Dataset excerpt:
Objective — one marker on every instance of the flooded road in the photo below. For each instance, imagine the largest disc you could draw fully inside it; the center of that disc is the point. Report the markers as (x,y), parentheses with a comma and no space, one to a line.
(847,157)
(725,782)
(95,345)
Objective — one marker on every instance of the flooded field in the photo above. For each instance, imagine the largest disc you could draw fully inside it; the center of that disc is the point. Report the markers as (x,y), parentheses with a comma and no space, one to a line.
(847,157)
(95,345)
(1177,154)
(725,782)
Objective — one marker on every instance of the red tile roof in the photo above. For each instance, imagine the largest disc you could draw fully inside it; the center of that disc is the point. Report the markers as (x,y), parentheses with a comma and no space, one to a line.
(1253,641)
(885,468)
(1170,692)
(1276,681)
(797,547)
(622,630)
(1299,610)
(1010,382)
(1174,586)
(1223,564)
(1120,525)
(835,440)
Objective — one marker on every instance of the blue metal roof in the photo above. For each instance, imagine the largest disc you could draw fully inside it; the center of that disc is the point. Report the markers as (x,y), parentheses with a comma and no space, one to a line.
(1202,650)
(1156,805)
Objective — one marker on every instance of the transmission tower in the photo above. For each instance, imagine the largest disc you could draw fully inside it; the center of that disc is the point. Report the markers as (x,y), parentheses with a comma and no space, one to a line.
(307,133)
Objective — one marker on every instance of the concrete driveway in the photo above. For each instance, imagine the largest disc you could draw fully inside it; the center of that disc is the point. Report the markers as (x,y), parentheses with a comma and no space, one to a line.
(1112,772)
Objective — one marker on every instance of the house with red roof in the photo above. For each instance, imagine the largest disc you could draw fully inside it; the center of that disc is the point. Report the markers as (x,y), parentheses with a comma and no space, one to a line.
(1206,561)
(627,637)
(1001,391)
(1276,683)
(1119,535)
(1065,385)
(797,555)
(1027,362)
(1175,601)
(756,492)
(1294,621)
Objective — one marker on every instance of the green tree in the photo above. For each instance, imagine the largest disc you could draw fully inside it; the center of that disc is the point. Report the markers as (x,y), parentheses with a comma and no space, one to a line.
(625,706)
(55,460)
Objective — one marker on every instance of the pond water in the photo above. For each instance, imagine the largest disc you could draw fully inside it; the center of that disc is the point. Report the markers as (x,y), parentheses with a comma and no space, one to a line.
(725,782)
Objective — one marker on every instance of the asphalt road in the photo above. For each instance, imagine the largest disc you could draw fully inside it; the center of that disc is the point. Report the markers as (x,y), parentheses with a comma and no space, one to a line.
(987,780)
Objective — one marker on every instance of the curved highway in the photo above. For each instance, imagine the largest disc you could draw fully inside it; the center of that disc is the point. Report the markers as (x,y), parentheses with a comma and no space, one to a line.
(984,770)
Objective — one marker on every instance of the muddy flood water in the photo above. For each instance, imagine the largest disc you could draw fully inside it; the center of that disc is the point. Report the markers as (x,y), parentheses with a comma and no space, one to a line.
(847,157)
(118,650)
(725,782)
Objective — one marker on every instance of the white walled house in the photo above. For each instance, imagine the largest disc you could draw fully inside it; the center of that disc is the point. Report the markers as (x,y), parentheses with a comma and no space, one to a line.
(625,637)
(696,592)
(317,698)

Objective:
Output the complete data exactly as written.

Final answer:
Objective — one marker on every instance of the flooded road in the photo below. For each instance, imagine the largest disc you could draw fully inside it; the center of that disc is the point. Report the markers as (x,y), parentheses with a comma and no space, one to a line.
(847,157)
(725,782)
(95,345)
Objective — one marker on every instance of the flooded field in the photo above. For each instance, imagine the largest disc you could draw fully inside it; the center of that disc is the point. Report the markers as (x,y), parentheses with a comma and no space, one to a line.
(847,157)
(95,345)
(1177,154)
(725,782)
Objective — one marker on every instance of the red tile roof in the photo above. For each instance, imagine the largest disc you could draw fully inside it; the center of that disc is the point. Report the markers as (x,y), parentheses with a comma and no space, one to a line.
(1253,641)
(885,468)
(1170,692)
(1276,681)
(797,547)
(622,630)
(1299,610)
(1010,382)
(1174,586)
(1223,564)
(1120,525)
(835,440)
Objective — one marker on every instance of the blue metal roof in the photo above. For each instance, imagine the largest disc you could draw fully inside it; the center of that disc is the point. Report the markers as (x,y), parentheses with a comma and no space, one to a line.
(1202,650)
(1156,805)
Objective — one marker on every instance of the transmission tower in the photo above. For each instance, imagine the largest disc you could draw fully inside it; the center of that disc is the point. Report the markers as (x,y), parentheses with a comma and no space, one to a line.
(307,133)
Objective — one marker on every instance of the concrete driveway in the photo above. For each instance, imagine the largest disc you could draw fully inside it; the center of that disc is the point. Report the markers as (x,y), parentheses with a comma and no space, one to a line.
(1112,772)
Objective — one marker on every instance of the house with red roof in the photo above. For each instance, imagine the largest disc you could draw fully inside it; the center of that disc is the point. Report the markers as (x,y), parentheses with a comma and no space, one to a line.
(1206,561)
(627,637)
(1001,391)
(1276,683)
(1119,535)
(1065,385)
(797,555)
(1027,362)
(1175,601)
(756,492)
(1294,621)
Objective — one marker on every instance of the green tree in the photo above. For each instance, imagine the largest disc you could draw fully inside it; the center of that disc is the point. Report the markers as (x,y), parentheses with a comma and no space, one to a line.
(625,706)
(55,460)
Objective — one marker on every instance of the pond water in the photo above. For each instance, imagine the largest disc you could draw fully inside it; the center of that disc is the point. Report the markers as (x,y), parentheses with a comma and no space, one to a line.
(725,782)
Objective — one marker on every instance of the asphalt road in the photo above. For each instance, imagine the largest disc you could draw fully inside it; the center of that disc is the point. Report the markers as (x,y), parentheses with a comma and no space, one to a line.
(987,780)
Objective — one marker on every instance of the curved highway in the photo above. For each instance, imagine the largest disc you could draw fully inside it; the center of that disc is the point. Report the markers as (x,y), parentheses with a comma and no space, one to a line.
(984,770)
Objective — one marker on every instance of the muddy flood water in the photo above. For each instance, imagine the largest disc you could draw fully inside it; the center of that disc is the point. Report the markers as (x,y), parentheses with a comma and no space, one to a line.
(847,157)
(118,650)
(725,782)
Objective — one marker on every instance of the white walled house in the photo above. For each instance, imagine the largest disc you could draw fully inside it; the center of that disc is the point. Report the markers as (x,y), parentheses with a comma and no space, one to a line.
(625,637)
(696,592)
(317,698)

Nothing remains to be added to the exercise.